■ FRAGMENTO
O sea, que ser voluntario no sólo significa dar sino también recibir.
La gente que viene nos muestra casi siempre que la alegría puede estar presente en su experiencia de dolor gracias al deseo de compartir su vida con otros. Puedo decir que Natasha me enseñó a aprecias y agradecer todo lo que tenemos, mientras que Charmaine me enseñó que la fe puede dar la fuerza necesaria para afrontar todas las condiciones de la vida. Cada encuentro que tengo me hace entender cada vez mejor que esto es justo lo que quiero hacer: dar mi vida y ofrecer una casa para acompañar a los enfermos en el momento de la prueba.

David, ¿qué supuso para ti venir a vivir a esta casa?
Cuando mi madre y yo vivimos aquí, Francoise y Christian todavía no estaban. Era nuestra octava mudanza desde que llegamos a Estados Unidos, en 2004. Por aquel entonces yo tenía diez años. Para mí la mudanza era como si mi peor pesadilla se hiciera realidad. No entendía en absoluto la excepcionalidad de esta casa, el hecho de irnos a vivir a un lugar donde se acogía a niños sometidos a tratamientos médicos: para mí era sólo el enésimo nuevo trabajo de mi madre. Nada más llegar a Estados Unidos ella había trabajado como secretaria en una clínica psiquiátrica, como cuidadora de una persona anciana terminal, luego trabajó en una residencia sanitaria. Todavía sigue cuidando a una mujer enferma de demencia senil.

¿Entendías sus motivaciones?

[Datos de localización con un punto por instancia]
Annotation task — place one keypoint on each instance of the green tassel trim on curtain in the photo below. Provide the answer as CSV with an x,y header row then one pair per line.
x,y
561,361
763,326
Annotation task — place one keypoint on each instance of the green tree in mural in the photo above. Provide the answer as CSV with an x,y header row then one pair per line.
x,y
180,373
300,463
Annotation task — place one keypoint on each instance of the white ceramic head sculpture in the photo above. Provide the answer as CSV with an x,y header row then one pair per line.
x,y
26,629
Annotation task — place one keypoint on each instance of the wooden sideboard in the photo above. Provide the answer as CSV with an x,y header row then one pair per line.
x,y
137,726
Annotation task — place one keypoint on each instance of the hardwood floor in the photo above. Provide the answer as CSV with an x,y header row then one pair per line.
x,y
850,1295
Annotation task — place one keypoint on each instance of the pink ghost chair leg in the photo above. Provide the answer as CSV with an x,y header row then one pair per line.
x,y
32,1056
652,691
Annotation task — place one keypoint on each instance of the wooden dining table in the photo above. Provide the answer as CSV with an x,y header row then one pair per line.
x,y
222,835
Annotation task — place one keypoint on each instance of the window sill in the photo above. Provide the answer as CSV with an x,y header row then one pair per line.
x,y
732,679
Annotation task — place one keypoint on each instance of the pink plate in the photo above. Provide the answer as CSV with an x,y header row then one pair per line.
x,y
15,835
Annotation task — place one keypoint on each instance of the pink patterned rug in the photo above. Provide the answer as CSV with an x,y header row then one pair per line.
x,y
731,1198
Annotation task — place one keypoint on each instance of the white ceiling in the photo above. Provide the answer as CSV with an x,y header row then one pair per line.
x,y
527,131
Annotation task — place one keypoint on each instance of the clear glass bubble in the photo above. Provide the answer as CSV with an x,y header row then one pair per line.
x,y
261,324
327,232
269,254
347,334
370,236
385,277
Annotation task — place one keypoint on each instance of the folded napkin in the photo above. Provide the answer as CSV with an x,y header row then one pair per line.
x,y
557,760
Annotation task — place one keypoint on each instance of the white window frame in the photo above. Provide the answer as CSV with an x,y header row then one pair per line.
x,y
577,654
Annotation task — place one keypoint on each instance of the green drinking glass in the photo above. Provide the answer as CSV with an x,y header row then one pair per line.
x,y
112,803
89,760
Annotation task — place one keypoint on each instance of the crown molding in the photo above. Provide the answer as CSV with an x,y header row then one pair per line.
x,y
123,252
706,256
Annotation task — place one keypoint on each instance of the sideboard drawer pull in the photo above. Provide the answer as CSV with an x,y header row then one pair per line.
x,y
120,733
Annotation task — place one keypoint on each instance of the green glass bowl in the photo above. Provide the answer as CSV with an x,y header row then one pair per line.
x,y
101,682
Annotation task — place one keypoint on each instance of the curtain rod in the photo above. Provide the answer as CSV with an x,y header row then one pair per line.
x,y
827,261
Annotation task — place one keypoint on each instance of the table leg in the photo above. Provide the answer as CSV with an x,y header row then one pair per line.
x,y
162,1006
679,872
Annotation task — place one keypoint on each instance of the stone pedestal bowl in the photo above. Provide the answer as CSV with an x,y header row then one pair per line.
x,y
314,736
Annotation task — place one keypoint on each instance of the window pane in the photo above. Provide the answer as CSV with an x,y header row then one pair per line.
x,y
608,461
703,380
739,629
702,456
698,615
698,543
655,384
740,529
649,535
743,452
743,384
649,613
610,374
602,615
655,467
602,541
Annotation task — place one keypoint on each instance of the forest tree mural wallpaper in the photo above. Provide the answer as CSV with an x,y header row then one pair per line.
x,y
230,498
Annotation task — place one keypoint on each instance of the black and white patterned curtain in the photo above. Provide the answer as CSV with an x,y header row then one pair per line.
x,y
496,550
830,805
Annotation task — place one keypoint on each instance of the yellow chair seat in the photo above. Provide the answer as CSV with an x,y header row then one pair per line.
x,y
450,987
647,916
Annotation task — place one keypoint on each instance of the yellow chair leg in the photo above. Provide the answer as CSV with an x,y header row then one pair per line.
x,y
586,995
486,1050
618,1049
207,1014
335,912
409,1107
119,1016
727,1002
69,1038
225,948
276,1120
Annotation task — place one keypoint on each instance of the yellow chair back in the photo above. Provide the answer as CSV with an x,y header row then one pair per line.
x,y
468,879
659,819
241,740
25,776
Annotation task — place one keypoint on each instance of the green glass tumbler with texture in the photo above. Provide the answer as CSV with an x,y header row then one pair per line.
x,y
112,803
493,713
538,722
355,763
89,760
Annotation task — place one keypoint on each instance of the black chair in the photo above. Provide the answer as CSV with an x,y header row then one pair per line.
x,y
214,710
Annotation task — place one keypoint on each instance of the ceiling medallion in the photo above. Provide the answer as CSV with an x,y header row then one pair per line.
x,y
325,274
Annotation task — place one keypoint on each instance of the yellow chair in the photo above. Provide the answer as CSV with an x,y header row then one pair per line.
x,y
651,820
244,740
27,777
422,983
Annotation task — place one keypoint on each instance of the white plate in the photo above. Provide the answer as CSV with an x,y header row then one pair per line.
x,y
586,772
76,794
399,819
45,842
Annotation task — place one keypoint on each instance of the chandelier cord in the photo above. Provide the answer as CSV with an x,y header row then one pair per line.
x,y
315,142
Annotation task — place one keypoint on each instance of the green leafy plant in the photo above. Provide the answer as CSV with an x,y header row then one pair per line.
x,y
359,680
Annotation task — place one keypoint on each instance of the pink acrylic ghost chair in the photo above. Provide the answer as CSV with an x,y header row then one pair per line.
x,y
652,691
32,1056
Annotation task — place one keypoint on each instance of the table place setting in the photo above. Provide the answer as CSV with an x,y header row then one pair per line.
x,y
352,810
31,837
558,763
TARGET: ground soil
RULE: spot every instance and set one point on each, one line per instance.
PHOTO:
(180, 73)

■ TAREAS DEL EJERCICIO
1. Según el fragmento, ¿en qué año llegaron David y su madre a Estados Unidos?
2. Por favor, reescribe el tramo del fragmento que va desde "Cuando mi madre" hasta "de demencia senil.", sustituyendo "pesadilla" por "temor".

■ RESPUESTAS ESCRITAS
1. En 2004.

2.
Cuando mi madre y yo vivimos aquí, Francoise y Christian todavía no estaban. Era nuestra octava mudanza desde que llegamos a Estados Unidos, en 2004. Por aquel entonces yo tenía diez años. Para mí la mudanza era como si mi peor temor se hiciera realidad. No entendía en absoluto la excepcionalidad de esta casa, el hecho de irnos a vivir a un lugar donde se acogía a niños sometidos a tratamientos médicos: para mí era sólo el enésimo nuevo trabajo de mi madre. Nada más llegar a Estados Unidos ella había trabajado como secretaria en una clínica psiquiátrica, como cuidadora de una persona anciana terminal, luego trabajó en una residencia sanitaria. Todavía sigue cuidando a una mujer enferma de demencia senil.